INSTRUCTIONS TO FOLLOW: Copy word for word the part of the Genesis #3 review from "Our cover by" to "just below Superman.".

SELECTED EXTRACT below:

Monday, February 23, 2015

Genesis #3

Event Horizon

Ron Wagner Penciller
Joe Rubinstein Inker
John Byrne Writer
Patricia Mulvihill Colorist
Clem Robins Letterer
Jason Hernandez-Rosenblatt Assistant Editor
Paul Kupperberg Editor

Our cover by Alan Davis and Mark Farmer shows all the heroes in the DC Universe slipping through Darkseid's fingers. It's a pretty nice representation of how powerful Darkseid can feel, although I have no idea why one of his eyes is flaming. I kind of always assumed he used both eyes for his omega beams — if that's what's supposed to be happening here. Anyway, if you look closely, you can see Impulse at the bottom in the middle, just below Superman.

Our story picks up with the drawing of straws at "a place which is not a place, a moment frozen in the unending flow of time" (can you see my confusion?). No mention is made of Superman's brief, yet urgent mission to the Source Wall, and the Man of Steel has apparently reversed his decision on the drawing, saying, "Done as fairly as it could be!" Anyway, the whole group heads out to the Source Wall, but not by boom tube. Instead, they teleport thanks to Kindred Marx of the Ravers.

Once at the wall, our heroes quickly encounter Darkseid, who is in some sort of ship that apparently is much too large for Ron Wagner to draw. Darkseid comes out to meet the heroes personally, and gives us our third explanation of the Godwave, which created gods in its first pass through the universe, then rebounded on itself and created demigods, or superheroes. Now, according to Darkseid, the Godwave has already passed through the Source Wall and is rapidly approaching the center of the Source. Once it does, it'll release a massive amount of energy to destroy the whole universe and create a new one. And Darkseid, naturally, wants to be there when that happens so he can harness all that power for himself.

End of SELECTED EXTRACT.
EXTRACTED ENTRIES below:

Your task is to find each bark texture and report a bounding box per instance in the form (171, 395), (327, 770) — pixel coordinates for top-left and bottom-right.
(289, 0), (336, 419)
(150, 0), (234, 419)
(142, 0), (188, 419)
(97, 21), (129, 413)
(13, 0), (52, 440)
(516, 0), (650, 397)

End of EXTRACTED ENTRIES.

OUTPUT OF THE EXERCISE:
Our cover by Alan Davis and Mark Farmer shows all the heroes in the DC Universe slipping through Darkseid's fingers. It's a pretty nice representation of how powerful Darkseid can feel, although I have no idea why one of his eyes is flaming. I kind of always assumed he used both eyes for his omega beams — if that's what's supposed to be happening here. Anyway, if you look closely, you can see Impulse at the bottom in the middle, just below Superman.